Of course, like the TARP, the headline spending of $800Bn is nothing compared to the TRILLIONS that will be committed by the Fed and, hopefully, some of that relief will actually find its way to struggling homeowners this time.  I am advocating a 3% solution – giving a 3% mortgage to anyone in America who can make the payments.  For a person with a $200,000 mortgage at 8%, this would drop the monthly payment from $1,467 a month to $843 a month (42% less) and even a 6% mortgage ($1,199) would drop 30% at 3%.  Would knocking off 30-40% of your monthly mortgage help you?   Would it cut down on a significant amount of foreclosures?  Would it save the commercial real estate market?

How about if we extend the 3% deal to people who are paying 18% on their credit card debt?  A family with the average of $6,000 in credit card debt pays $90 a month in interest alone.  At 3% that amount drops to $25.  You can even raise the minimum principal payment requirement to 3% and you are still saving people half their monthly credit card bill while putting them just 3 years away from paying down their credit rather than the endless treadmill most families find themselves on.  The Fed is already giving money away for 0.25% so the lenders would be making 2.75% on the loans, better than a 5-year note pays!  For those who cannot make THOSE payment obligations, THEN we can set up a bad bank but why not rescue 90% of the troubled assets first rather than saddle the government with millions of unpayable loans

If you can think of 10 people this would help then imagine how many people this would actually help.  Don't forget the government is already loaning money at 0% – just not to you and the government also already pays 35% of mortgage interest anyway in the form of tax deductions so this program would net cost very little to implement but it would put hundreds of Billions of dollars back into the hands of homeowners and business people, put cash back into the banks as old mortgages are paid off and no longer discounted as "bad assets" and maybe even ignite some interest in home buying (as we are knocking 1/3 off the effective cost of a home). 

Feel free to send this to Congress or the Senate(who even have a phone number you can call).

Two weeks ago we ran the Big Chart and our big concern was hitting the 50% off line with the SOX, all of Asia and the CAC already across.  Every single index we track was at least 40% off their highs and the CAC was actually retesting the November low in what I called "Freak Out Friday."  Things were looking so bad that morning I had to call for calm but we never even went as low as last Monday so everything is relative! 

 

    2 Week 2007 % 40% Nov 50%
Index Current Move High Loss Down Low Down
Dow 8,280 158     14,021 41% 8,413 7,449 7,011
Transports 1,742 130       3,114 44% 1,868 1,418 1,557
S&P 868 41       1,576 45% 946 741 788
NYSE 5,475 304     10,387 47% 6,232 4,607 5,194
Nasdaq 1,591 126       2,861 44% 1,717 1,295 1,431
SOX 252 29          549 57% 329 167 275
Russell 470 28          856 45% 514 371 428
Hang Seng 13,769 1,191     32,000 57% 19,200 11,814 16,000
Shanghai 260 23          588 62% 353 172 294
Nikkei 7,969 224     18,300 56% 10,980 7,406 9,150
BSE (India) 9,583 909     21,200 55% 12,720 8,316 10,600
DAX 4,635 507       8,151 43% 4,891 4,034 4,076
CAC 40 3,111 308       6,168 50% 3,701 2,838 3,084
FTSE 4,279 294       6,754 37% 4,052 3,734 3,377

Sadly, the only real improvement over Jan 23rd is the CAC coming back over the 50% line (almost right on it now) and the FTSE, which crossed above 40% off it's highs and is, surprisingly, the World's leading index from that perspective, off just 37% from the 2007 top.  Sadly the FTSE is the only major index that is less than 40% off and the Dow is closest at 41% but we are a long, long way from feeling better about this market.

◆ SHORT PROBLEM A ◆
In the market commentary, what interest rate does the writer propose giving on mortgages to anyone in America who can make the payments?
The listing below has no connection to the market commentary above.

◆ DATA FOR THE TASK ◆

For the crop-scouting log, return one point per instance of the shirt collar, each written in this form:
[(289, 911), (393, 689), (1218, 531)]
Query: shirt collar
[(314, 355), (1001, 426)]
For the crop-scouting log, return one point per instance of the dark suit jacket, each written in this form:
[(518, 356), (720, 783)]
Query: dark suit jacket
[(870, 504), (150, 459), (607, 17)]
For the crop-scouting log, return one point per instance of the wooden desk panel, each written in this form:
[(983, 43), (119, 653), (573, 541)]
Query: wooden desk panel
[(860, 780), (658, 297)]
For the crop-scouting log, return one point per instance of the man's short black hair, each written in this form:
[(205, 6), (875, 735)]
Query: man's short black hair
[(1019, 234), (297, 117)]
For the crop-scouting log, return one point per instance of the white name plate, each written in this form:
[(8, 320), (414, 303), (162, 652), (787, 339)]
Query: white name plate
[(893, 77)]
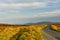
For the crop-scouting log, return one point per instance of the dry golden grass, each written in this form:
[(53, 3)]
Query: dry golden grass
[(55, 27), (34, 32)]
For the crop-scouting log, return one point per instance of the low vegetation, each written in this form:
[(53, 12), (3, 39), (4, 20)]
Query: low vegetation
[(32, 32)]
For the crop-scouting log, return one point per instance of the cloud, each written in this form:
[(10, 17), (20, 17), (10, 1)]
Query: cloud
[(20, 5), (48, 14)]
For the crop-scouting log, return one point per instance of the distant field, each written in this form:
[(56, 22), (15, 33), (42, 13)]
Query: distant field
[(22, 32)]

◆ SHORT PROBLEM B ◆
Copy the listing from its start through the line containing "[(20, 5), (48, 14)]", including both ends, and leave out the pictures.

◆ COMPLETE RESPONSE A ◆
3%

◆ COMPLETE RESPONSE B ◆
For the crop-scouting log, return one point per instance of the shirt collar, each written in this form:
[(289, 911), (393, 689), (1218, 531)]
Query: shirt collar
[(314, 355), (1001, 426)]
For the crop-scouting log, return one point per instance of the dark suit jacket, each written in this form:
[(518, 356), (720, 783)]
Query: dark suit jacket
[(870, 504), (150, 459), (607, 17)]
For the crop-scouting log, return one point per instance of the wooden desk panel, each written in this form:
[(983, 43), (119, 653), (573, 541)]
Query: wooden desk panel
[(860, 780), (658, 297)]
For the crop-scouting log, return one point per instance of the man's short black hair, each written in this form:
[(205, 6), (875, 735)]
Query: man's short black hair
[(1019, 234), (297, 117)]
For the crop-scouting log, return one point per instance of the white name plate, each written in this form:
[(8, 320), (414, 303), (162, 652), (787, 339)]
Query: white name plate
[(893, 77)]
For the crop-scouting log, return one point per instance of the dry golden grass, each written in this form:
[(53, 3)]
Query: dry golden grass
[(55, 27), (34, 32)]
For the crop-scouting log, return one point per instance of the low vegetation, each written in this form:
[(53, 12), (3, 39), (4, 20)]
Query: low vegetation
[(32, 32)]
For the crop-scouting log, return one point per instance of the cloud, each written in this form:
[(10, 17), (20, 17), (10, 1)]
Query: cloud
[(20, 5), (48, 14)]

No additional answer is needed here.